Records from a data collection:

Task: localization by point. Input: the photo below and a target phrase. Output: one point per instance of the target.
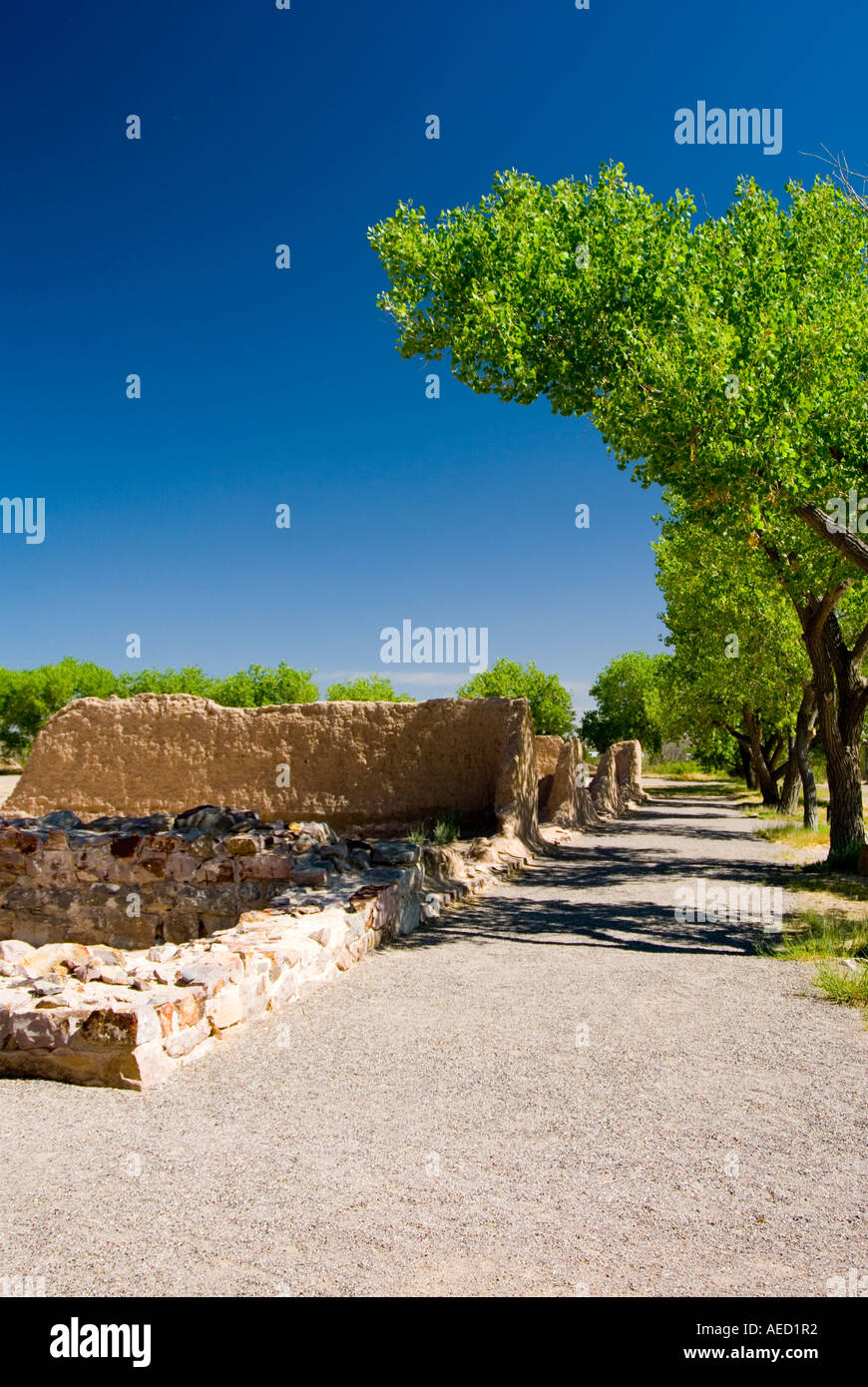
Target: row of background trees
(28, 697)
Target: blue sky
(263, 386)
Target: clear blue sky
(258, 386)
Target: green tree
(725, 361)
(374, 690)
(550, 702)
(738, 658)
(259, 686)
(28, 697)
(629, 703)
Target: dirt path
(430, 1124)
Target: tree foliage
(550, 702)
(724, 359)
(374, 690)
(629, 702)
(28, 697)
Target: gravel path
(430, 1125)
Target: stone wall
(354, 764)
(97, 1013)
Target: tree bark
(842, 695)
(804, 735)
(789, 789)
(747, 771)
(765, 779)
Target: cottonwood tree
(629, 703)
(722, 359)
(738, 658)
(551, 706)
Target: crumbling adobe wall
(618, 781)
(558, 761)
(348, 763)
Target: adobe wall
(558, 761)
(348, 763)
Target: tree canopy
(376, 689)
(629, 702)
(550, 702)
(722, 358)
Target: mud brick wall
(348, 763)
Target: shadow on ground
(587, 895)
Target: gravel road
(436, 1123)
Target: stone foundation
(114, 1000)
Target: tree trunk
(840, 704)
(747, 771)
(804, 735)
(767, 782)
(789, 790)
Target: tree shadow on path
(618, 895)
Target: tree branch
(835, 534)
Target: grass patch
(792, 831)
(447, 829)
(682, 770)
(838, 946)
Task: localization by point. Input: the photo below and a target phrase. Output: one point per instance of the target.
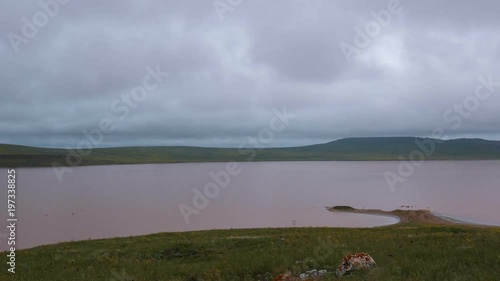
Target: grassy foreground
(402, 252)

What the task asks: Rewrite every line of the listing from the line containing "Target: grass patch" through the end of the listing, and add 67 to each coordinate value in the points. Keep all other lines unchanged, and leave the pictures out.

Finished exercise:
Target: grass patch
(859, 898)
(514, 896)
(749, 837)
(905, 1013)
Task: localization by point. Input: the photo below and a target phrase. Output: one point per instance of the target.
Target: grassy foreground
(469, 319)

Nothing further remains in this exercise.